RECORD EXCERPTS: Begin

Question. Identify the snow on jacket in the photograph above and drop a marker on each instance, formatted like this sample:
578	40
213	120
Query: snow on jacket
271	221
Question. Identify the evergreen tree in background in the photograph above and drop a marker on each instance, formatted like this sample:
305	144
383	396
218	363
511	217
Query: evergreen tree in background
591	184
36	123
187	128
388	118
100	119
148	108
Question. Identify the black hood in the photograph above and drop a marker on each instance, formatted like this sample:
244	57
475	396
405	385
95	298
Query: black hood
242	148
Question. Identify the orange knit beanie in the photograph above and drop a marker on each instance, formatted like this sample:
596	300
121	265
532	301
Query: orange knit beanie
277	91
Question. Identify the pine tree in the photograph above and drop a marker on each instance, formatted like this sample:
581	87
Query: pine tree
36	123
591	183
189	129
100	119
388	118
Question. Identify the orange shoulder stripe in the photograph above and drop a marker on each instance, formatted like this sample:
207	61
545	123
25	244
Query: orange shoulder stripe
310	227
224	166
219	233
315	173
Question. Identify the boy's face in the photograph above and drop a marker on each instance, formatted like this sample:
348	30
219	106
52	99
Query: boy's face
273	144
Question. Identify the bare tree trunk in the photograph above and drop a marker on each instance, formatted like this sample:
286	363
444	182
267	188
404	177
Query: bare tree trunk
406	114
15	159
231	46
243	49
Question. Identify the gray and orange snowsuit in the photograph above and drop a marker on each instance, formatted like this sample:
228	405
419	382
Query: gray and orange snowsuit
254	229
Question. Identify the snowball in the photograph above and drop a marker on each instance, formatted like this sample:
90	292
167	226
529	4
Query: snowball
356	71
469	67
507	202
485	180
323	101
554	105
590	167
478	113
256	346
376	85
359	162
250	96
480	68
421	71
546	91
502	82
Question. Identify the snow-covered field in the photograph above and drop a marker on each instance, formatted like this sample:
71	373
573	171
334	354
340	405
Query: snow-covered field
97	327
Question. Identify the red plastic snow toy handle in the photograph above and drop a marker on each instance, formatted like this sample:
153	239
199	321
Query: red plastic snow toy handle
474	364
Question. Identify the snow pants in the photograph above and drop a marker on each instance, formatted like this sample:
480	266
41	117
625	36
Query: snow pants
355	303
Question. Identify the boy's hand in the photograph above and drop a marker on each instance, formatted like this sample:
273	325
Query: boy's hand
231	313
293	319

RECORD EXCERPTS: End

TASK DETAILS —
Return only the lines spanning from the first line of the material through the line with "Question. Identify the black", copied exactly, both ends kept.

WRITTEN SOLUTION —
Question. Identify the snow on jacket in the photograph above and drop a marker on each instance, formatted like this sample:
578	40
213	120
Query: snow on jacket
271	221
Question. Identify the evergreen tree in background in the photograph above and drop a marker on each instance, formatted like this sample:
305	144
383	396
218	363
511	217
Query: evergreen tree in background
591	184
36	123
187	128
388	118
100	119
148	108
Question. Identify the black hood in the photograph above and drop a marker on each instance, formatted like this sample:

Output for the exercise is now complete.